## TASK ITEM
Begin at the line containing "Where can you see the white cloud?" in the data below and go on through the line containing "Where can you see the red building?", repeating each line exactly; include both ends and no other line.

## DATA SECTION
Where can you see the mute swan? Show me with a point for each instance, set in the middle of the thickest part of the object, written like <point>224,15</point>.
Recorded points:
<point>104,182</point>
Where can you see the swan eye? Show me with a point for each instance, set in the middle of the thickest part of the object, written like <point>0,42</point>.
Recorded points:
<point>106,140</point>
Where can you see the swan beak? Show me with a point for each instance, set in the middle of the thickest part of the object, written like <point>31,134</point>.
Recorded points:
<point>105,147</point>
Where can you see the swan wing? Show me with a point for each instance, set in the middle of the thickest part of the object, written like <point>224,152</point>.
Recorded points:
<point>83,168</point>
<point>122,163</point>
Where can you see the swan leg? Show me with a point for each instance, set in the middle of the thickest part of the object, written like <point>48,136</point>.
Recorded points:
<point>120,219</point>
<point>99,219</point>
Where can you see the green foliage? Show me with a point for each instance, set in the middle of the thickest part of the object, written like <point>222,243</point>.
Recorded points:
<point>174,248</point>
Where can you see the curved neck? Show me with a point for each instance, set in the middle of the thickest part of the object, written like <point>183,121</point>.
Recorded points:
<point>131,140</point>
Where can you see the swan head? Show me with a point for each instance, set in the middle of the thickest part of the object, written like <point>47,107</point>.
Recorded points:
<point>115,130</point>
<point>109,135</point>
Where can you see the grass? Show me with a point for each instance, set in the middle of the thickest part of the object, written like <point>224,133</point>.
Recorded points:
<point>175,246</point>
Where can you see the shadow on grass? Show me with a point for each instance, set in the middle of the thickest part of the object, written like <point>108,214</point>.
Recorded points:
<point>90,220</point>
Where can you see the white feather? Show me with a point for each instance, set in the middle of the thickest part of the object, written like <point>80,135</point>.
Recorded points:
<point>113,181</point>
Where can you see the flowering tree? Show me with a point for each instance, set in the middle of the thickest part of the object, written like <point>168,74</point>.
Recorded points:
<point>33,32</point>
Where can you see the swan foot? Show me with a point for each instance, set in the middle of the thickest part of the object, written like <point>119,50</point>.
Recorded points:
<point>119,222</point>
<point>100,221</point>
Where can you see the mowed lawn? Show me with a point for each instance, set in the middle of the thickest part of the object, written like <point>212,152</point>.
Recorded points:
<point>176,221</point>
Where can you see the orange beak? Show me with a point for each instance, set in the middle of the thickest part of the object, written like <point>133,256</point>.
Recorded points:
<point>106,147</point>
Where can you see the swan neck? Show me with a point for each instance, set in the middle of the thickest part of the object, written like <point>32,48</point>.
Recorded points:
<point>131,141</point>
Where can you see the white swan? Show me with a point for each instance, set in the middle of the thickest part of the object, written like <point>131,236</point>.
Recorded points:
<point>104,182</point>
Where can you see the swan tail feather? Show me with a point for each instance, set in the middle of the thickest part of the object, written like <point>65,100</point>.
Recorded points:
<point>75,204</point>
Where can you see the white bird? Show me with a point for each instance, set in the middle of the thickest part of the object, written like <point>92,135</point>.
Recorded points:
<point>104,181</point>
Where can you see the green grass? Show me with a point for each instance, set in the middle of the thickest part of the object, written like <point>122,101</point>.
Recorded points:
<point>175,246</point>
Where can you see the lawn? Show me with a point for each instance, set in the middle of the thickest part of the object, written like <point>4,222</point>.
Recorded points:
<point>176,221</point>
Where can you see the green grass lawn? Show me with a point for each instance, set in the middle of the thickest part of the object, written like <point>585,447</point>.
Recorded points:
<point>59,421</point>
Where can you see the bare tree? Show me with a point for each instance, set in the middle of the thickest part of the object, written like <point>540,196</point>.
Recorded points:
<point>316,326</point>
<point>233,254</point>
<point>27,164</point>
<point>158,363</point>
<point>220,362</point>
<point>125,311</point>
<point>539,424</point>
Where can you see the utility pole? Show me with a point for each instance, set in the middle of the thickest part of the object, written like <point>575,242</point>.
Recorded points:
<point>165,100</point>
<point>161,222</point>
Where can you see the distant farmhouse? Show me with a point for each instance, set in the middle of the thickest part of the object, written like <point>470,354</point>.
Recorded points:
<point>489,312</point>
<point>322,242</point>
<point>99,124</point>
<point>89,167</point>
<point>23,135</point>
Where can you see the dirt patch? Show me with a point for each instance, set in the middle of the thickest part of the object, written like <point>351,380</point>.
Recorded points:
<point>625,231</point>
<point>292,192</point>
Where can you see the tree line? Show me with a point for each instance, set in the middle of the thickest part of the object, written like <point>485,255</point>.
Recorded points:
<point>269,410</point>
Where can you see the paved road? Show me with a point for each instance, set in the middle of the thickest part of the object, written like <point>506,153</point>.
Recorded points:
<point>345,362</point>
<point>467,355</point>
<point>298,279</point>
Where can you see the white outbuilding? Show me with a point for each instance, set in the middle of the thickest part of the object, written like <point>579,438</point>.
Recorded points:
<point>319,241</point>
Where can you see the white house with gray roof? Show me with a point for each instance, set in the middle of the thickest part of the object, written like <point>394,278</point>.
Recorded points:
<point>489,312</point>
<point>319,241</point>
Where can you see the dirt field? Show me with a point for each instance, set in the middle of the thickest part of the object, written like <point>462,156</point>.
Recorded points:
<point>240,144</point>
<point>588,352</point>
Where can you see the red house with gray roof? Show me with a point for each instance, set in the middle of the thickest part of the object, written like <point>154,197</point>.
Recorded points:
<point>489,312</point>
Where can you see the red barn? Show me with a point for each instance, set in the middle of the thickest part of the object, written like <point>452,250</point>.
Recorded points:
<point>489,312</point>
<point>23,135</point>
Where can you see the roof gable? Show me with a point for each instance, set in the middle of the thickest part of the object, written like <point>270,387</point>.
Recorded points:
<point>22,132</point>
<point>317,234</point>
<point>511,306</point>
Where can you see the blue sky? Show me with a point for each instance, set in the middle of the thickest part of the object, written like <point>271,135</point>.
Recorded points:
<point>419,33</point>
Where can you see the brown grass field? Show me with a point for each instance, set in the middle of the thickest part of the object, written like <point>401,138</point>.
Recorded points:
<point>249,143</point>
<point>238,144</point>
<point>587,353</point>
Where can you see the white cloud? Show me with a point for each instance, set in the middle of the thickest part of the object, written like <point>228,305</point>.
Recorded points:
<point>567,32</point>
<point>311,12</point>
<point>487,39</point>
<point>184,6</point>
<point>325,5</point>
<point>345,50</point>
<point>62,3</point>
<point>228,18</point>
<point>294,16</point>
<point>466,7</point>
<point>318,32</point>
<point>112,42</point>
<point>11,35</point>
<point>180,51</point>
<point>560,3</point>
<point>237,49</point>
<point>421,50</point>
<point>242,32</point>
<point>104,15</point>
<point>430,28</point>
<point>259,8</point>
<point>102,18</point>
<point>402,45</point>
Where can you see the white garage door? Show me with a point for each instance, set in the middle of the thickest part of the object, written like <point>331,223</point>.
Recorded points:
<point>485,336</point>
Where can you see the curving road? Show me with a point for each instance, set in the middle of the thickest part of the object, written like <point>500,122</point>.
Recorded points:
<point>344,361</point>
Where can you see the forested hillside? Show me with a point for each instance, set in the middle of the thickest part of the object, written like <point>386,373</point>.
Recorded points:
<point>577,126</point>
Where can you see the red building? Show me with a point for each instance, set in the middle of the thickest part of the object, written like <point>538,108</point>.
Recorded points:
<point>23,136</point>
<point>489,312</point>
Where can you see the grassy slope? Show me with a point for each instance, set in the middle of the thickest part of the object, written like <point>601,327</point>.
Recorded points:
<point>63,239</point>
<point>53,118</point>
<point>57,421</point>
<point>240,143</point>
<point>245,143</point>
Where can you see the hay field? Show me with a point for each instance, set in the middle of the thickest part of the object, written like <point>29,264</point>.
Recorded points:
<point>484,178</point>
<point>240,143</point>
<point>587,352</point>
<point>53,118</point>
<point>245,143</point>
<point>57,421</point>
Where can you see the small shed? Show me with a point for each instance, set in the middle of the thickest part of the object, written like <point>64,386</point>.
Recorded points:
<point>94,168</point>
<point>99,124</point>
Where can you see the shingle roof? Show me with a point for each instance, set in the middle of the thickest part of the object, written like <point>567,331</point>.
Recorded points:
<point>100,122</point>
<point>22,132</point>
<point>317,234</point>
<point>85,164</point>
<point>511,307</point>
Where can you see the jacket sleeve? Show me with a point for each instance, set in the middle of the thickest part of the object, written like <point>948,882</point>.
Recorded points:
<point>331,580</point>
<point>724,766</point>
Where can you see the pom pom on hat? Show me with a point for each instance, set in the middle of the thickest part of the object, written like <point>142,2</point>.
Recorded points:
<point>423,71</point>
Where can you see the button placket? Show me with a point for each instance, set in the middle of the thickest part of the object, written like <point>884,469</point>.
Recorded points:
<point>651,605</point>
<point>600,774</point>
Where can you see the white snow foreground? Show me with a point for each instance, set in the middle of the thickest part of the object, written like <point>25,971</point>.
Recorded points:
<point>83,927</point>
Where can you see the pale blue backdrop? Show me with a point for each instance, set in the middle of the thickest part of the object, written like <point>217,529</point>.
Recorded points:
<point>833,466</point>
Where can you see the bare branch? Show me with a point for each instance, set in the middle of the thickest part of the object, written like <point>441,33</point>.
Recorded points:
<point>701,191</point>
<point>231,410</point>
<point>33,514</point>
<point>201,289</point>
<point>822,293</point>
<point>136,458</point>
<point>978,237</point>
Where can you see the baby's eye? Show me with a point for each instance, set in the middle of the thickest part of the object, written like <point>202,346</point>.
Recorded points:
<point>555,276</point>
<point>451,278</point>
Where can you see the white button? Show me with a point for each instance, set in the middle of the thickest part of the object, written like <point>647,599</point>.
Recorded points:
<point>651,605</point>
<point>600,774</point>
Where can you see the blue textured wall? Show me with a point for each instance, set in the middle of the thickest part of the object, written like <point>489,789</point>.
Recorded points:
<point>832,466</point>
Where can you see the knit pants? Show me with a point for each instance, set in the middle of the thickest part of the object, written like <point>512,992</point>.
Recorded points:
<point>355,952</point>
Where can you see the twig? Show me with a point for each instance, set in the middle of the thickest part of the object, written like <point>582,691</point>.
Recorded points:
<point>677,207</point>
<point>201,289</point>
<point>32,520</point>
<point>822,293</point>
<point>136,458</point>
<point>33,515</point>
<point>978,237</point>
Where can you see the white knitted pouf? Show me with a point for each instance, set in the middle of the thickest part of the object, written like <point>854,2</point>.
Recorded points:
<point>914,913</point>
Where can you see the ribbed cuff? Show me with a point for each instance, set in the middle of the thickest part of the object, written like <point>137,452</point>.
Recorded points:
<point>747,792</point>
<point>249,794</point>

## RESPONSE FOR THIS EXERCISE
Where can you see the white cloud? Show me with a point for each instance, set in the middle of the thickest part of the object, written like <point>228,305</point>.
Recorded points:
<point>567,32</point>
<point>311,12</point>
<point>487,39</point>
<point>184,6</point>
<point>325,5</point>
<point>345,50</point>
<point>62,3</point>
<point>228,18</point>
<point>294,16</point>
<point>466,7</point>
<point>318,32</point>
<point>112,42</point>
<point>11,35</point>
<point>180,51</point>
<point>560,3</point>
<point>237,49</point>
<point>421,50</point>
<point>242,32</point>
<point>104,15</point>
<point>430,28</point>
<point>259,8</point>
<point>102,18</point>
<point>402,45</point>
Where can you see the white garage door? Show me with a point for each instance, set in the middle of the thickest part of the object, written like <point>331,223</point>.
Recorded points:
<point>485,336</point>
Where can you see the curving road? Show me with a point for each instance, set in the middle of the thickest part of the object, written like <point>500,122</point>.
Recorded points:
<point>344,361</point>
Where can you see the forested hillside? Show me with a point for each instance, set in the middle of the thickest part of the object, written like <point>386,373</point>.
Recorded points:
<point>577,126</point>
Where can you see the red building? Show me with a point for each instance, set in the middle of the thickest part of the object, written like <point>538,108</point>.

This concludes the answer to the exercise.